AIM OF THE EXERCISE:
Only the lines from the one containing "Note: pick out each instance of the green lawn" through the one containing "Note: pick out each instance of the evergreen" should be printed, exactly as they appear below, with both ends included.

MATERIAL TO PROCESS:

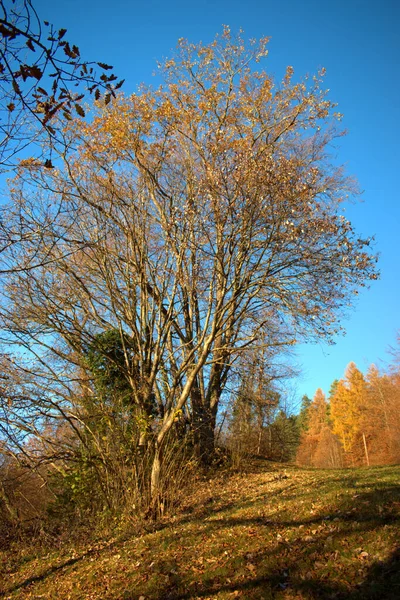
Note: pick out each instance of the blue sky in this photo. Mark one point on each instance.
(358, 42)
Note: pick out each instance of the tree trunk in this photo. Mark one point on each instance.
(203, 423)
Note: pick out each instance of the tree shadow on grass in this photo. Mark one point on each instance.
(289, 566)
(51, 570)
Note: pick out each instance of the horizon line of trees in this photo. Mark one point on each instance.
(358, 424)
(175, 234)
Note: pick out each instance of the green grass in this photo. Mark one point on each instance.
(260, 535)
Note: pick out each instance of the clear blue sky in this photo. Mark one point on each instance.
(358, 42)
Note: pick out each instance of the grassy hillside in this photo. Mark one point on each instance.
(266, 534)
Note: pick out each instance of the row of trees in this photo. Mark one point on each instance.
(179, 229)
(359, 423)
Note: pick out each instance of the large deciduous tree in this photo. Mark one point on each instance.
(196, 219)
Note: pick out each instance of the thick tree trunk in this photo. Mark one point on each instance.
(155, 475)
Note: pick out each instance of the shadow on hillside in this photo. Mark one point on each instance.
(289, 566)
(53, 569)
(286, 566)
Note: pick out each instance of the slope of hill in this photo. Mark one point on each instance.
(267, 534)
--
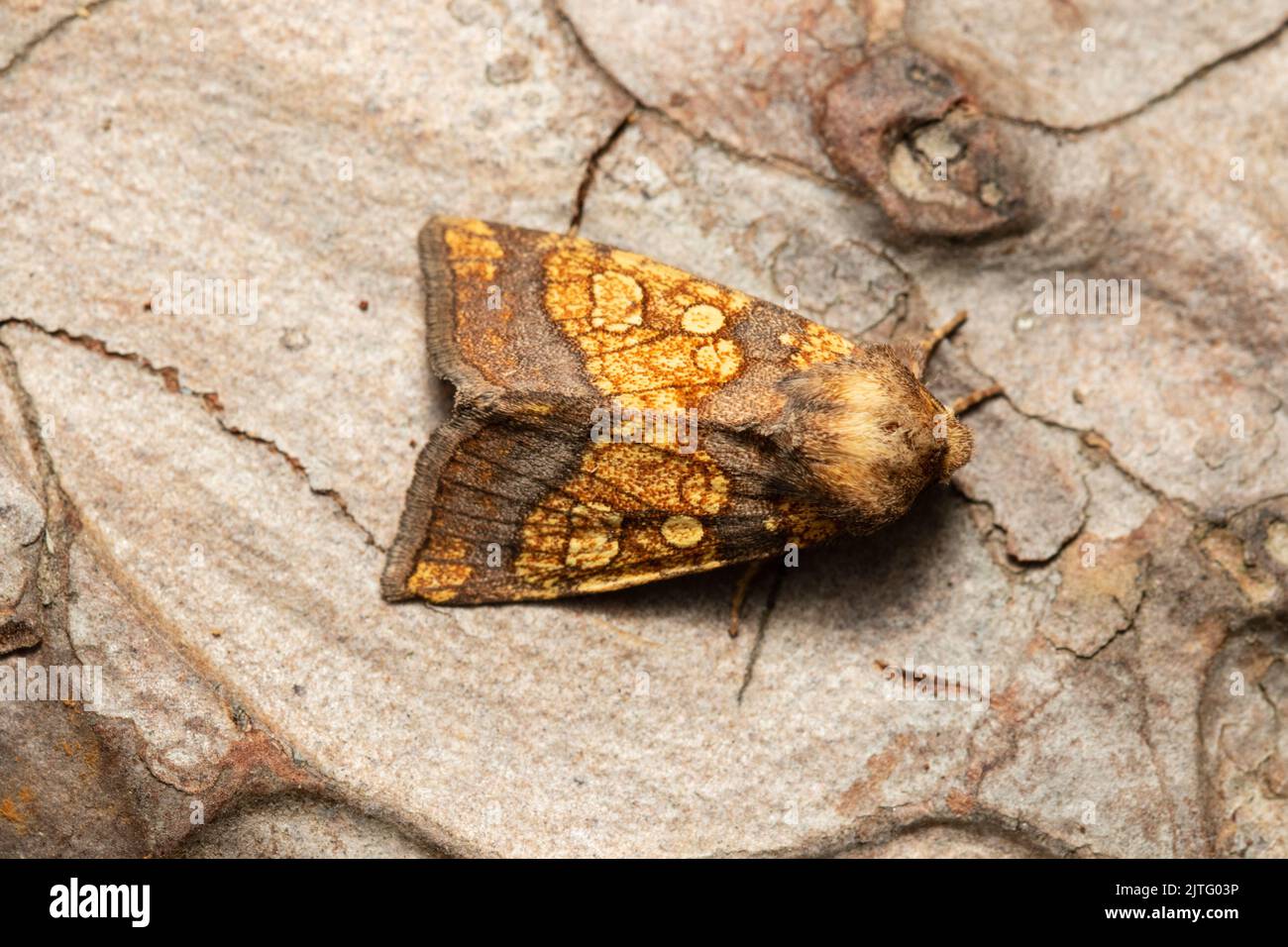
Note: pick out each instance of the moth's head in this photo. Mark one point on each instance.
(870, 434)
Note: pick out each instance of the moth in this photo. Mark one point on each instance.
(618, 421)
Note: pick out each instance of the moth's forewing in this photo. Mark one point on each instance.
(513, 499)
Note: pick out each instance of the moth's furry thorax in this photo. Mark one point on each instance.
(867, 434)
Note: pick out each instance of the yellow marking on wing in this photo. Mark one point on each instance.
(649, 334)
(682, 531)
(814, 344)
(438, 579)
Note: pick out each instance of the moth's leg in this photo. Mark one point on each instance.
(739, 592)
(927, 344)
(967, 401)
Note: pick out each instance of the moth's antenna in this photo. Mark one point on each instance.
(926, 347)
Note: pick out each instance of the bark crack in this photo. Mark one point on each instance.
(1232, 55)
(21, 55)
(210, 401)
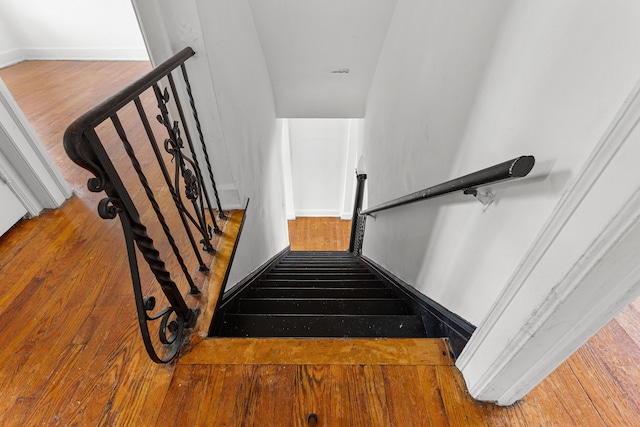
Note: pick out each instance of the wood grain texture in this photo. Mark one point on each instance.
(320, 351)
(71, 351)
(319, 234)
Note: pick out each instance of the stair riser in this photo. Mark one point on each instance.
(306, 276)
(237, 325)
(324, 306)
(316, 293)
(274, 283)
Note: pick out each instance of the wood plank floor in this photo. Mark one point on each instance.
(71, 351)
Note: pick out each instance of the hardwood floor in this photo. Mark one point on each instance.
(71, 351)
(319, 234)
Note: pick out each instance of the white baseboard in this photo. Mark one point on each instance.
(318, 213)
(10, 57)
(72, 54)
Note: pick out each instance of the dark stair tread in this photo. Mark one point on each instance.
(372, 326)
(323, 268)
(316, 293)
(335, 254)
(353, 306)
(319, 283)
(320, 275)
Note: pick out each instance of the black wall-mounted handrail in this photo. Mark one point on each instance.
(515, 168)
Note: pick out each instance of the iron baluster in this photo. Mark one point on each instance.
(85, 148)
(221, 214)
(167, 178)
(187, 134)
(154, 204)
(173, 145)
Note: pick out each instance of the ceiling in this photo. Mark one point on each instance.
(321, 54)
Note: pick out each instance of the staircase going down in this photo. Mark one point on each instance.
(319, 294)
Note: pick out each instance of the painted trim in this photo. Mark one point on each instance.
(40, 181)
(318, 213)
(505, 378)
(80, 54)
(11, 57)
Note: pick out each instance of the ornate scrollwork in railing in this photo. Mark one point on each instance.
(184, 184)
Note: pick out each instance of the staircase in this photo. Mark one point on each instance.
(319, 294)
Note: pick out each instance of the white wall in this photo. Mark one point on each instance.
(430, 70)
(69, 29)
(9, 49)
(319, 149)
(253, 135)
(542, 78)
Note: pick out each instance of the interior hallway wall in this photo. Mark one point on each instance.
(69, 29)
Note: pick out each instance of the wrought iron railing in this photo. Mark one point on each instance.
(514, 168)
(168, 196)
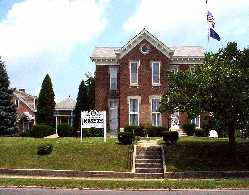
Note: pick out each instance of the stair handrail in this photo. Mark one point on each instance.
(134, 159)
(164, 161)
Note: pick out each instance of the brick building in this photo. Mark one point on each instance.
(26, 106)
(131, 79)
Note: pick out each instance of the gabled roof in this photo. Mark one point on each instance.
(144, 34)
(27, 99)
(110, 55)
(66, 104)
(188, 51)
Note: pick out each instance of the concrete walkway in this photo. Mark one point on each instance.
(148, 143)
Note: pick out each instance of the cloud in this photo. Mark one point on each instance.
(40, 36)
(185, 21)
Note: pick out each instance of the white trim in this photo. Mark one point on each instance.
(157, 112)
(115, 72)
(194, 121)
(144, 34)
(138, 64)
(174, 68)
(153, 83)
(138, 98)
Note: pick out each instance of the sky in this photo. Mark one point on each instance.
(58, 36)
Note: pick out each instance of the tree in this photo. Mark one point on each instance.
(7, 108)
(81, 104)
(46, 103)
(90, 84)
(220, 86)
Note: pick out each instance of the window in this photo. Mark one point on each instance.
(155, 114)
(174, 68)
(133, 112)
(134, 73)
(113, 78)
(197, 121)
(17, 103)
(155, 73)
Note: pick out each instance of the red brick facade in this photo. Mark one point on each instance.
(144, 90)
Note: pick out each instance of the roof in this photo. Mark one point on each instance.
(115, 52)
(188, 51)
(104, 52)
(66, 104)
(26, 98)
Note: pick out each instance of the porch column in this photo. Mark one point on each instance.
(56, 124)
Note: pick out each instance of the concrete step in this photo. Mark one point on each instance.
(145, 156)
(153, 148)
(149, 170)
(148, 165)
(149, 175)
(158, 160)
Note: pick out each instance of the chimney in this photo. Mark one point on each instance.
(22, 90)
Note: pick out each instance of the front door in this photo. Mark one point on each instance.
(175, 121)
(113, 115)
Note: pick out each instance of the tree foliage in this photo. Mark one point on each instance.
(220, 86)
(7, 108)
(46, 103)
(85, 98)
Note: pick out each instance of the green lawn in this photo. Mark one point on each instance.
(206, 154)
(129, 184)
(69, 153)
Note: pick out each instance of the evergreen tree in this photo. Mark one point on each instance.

SOLUTION:
Note: pick out each instance of the green lawn in this photo. Mark one point on each instance.
(206, 154)
(129, 184)
(69, 153)
Note: pick out each instance of the evergreen tree in this photo. Mark one point on each instance.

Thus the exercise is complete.